** Start Supplied material **
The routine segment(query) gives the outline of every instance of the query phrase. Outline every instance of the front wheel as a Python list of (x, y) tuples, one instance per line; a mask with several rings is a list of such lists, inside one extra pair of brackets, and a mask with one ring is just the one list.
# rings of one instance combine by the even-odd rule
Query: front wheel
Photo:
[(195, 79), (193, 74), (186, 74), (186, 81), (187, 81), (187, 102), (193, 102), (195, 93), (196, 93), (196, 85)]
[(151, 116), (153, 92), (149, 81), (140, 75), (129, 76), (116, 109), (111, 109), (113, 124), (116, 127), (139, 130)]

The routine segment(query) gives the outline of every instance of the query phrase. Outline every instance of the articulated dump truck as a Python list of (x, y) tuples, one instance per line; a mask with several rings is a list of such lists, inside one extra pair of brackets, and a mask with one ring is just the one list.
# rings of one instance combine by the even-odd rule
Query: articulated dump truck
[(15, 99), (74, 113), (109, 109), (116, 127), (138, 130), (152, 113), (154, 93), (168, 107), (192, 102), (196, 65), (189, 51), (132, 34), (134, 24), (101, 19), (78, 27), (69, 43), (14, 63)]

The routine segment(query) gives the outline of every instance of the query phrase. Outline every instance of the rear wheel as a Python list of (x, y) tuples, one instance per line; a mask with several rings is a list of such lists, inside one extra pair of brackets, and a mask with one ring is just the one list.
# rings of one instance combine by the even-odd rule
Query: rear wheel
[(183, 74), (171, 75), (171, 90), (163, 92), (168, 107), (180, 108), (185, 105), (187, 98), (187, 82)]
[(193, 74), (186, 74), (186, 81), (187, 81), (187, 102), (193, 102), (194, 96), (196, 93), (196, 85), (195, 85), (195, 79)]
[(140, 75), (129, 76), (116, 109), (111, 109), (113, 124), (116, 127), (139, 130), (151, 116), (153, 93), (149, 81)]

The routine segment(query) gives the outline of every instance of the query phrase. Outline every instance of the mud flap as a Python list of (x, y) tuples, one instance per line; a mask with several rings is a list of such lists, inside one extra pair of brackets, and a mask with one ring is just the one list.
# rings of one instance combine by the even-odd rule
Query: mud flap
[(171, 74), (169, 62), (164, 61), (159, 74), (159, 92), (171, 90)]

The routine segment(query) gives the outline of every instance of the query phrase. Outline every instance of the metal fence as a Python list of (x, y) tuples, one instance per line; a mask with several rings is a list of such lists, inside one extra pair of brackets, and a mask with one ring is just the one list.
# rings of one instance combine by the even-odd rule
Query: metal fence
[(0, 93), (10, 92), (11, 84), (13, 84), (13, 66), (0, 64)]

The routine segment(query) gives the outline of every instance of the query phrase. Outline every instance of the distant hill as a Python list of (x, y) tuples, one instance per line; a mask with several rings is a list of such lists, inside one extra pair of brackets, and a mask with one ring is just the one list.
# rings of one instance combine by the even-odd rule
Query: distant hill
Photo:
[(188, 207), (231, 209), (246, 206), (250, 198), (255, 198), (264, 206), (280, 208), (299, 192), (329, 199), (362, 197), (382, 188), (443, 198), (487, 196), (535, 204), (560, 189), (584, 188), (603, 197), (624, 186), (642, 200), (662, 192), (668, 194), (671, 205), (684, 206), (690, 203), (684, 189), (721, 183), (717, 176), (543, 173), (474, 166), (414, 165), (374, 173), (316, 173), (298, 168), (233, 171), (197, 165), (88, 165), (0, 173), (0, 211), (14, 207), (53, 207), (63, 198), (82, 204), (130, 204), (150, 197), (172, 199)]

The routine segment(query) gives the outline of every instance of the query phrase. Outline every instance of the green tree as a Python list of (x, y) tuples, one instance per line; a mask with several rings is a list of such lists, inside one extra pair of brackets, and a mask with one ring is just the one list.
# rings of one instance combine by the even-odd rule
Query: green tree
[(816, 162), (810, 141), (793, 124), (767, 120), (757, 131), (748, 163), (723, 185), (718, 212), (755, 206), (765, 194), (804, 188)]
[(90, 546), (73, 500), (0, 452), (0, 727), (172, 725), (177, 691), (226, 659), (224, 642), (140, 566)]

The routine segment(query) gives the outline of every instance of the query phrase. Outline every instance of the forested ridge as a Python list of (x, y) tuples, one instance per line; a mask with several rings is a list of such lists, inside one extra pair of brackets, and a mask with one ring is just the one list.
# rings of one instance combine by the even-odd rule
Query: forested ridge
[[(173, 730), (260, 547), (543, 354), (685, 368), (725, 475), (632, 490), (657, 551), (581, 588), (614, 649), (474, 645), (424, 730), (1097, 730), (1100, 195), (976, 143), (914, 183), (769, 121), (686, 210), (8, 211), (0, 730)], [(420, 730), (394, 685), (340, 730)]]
** End Supplied material **
Written instruction
Copy all of the records above word for word, leaving every line unchanged.

Solution to this problem
The routine segment(query) gives the outline of every instance of the query phrase. Outline every instance of the front wheel as a Python list of (x, y) tuples, one instance per line; a mask with several rings is a list of such lists, inside one extra pair of brackets, and a mask with one ring is just the one list.
# rings of one instance combine by the even-odd rule
Query: front wheel
Photo:
[(195, 79), (193, 74), (186, 74), (186, 81), (187, 81), (187, 102), (193, 102), (195, 93), (196, 93), (196, 85)]
[(151, 116), (153, 92), (149, 81), (140, 75), (129, 76), (116, 109), (111, 109), (113, 124), (116, 127), (139, 130)]

The routine segment(query) gives the outline of every instance of the query phrase. Outline every instance of the articulated dump truck as a Python list of (x, y) tuples, one instance per line; a mask with several rings is a list of such lists, inside one extra pair of brackets, and a mask with one ring is just the one list.
# rings of one instance combine by the even-odd rule
Query: articulated dump truck
[(15, 99), (74, 113), (109, 109), (116, 127), (138, 130), (152, 113), (154, 93), (168, 107), (192, 102), (196, 65), (189, 51), (132, 34), (134, 24), (101, 19), (78, 27), (69, 43), (14, 63)]

The routine segment(query) gives the outline of every instance of the query phrase. Outline every instance of the rear wheel as a Python list of (x, y) tuples, one instance per line; a mask with several rings is a list of such lists, inside one extra pair of brackets, and a mask with one ring is just the one list.
# rings of one instance combine by the even-odd rule
Query: rear wheel
[(183, 74), (171, 75), (171, 90), (163, 92), (168, 107), (180, 108), (185, 105), (187, 98), (187, 82)]
[(193, 74), (186, 74), (186, 81), (187, 81), (187, 102), (193, 102), (194, 96), (196, 93), (196, 85), (195, 85), (195, 79)]
[(140, 75), (129, 76), (116, 109), (111, 109), (113, 124), (116, 127), (139, 130), (151, 116), (153, 93), (149, 81)]

The routine segment(query) gives the outline of every instance of the query phrase. Outline every instance of the mud flap as a Python list of (x, y) tuples, one instance per line; a mask with several rings is a list of such lists, inside one extra pair of brackets, and a mask with one ring is just the one list.
# rings of one instance combine by the even-odd rule
Query: mud flap
[(171, 74), (169, 62), (164, 61), (159, 74), (159, 92), (171, 90)]

The routine segment(query) gives the outline of every instance of the query phrase. Outline every instance of the metal fence as a Python list of (x, y) tuples, one instance per line; a mask with several rings is a list of such lists, inside one extra pair of brackets, and a mask with one ring is just the one list.
# rings of one instance combine by the even-odd rule
Query: metal fence
[(0, 93), (10, 92), (11, 84), (13, 84), (13, 66), (0, 64)]

The routine segment(query) gives the outline of every instance of the query phrase. Outline every instance of the distant hill as a Python list of (x, y) tuples, one instance per line; a mask with several rings is a list of such lists, inside one extra pair of brackets, and a mask with one ring is just the one list.
# rings of one instance combine by the even-odd rule
Query: distant hill
Photo:
[(188, 207), (231, 209), (246, 206), (250, 198), (255, 198), (264, 206), (280, 208), (299, 192), (329, 199), (362, 197), (382, 188), (443, 198), (487, 196), (535, 204), (560, 189), (584, 188), (603, 197), (624, 186), (642, 200), (662, 192), (668, 194), (671, 205), (684, 206), (690, 203), (684, 189), (721, 183), (717, 176), (543, 173), (474, 166), (414, 165), (374, 173), (316, 173), (298, 168), (233, 171), (197, 165), (88, 165), (0, 173), (0, 211), (14, 207), (53, 207), (63, 198), (82, 204), (130, 204), (150, 197), (172, 199)]

The routine segment(query) gives the outline of every instance of the query phrase. Outline every instance of the green tree as a Python list of (x, y) tuples, one instance per line; a mask with several rings is a list of such lists, inside one extra pair of brackets, and a mask with one ring is just the one list.
# rings of one instance combine by the even-odd rule
Query: green tree
[(816, 162), (810, 141), (793, 124), (767, 120), (757, 131), (748, 163), (723, 185), (718, 212), (755, 206), (765, 194), (804, 188)]
[(90, 546), (73, 500), (0, 452), (0, 727), (172, 725), (177, 691), (226, 659), (224, 642), (140, 566)]

The routine segment(query) gives the outline of every instance of the query phrase. Outline every instance of the forested ridge as a Python list of (x, y) tuples, one instance per line; a mask with several rings is a list of such lists, inside one extra pair of brackets, and a mask with one ring is just the one list.
# rings of one instance combine by the even-odd rule
Query: forested ridge
[[(173, 730), (260, 547), (543, 354), (685, 368), (725, 475), (632, 490), (657, 551), (581, 588), (614, 649), (474, 645), (424, 730), (1097, 730), (1100, 195), (976, 143), (914, 183), (769, 121), (686, 210), (8, 211), (0, 730)], [(420, 730), (394, 685), (340, 730)]]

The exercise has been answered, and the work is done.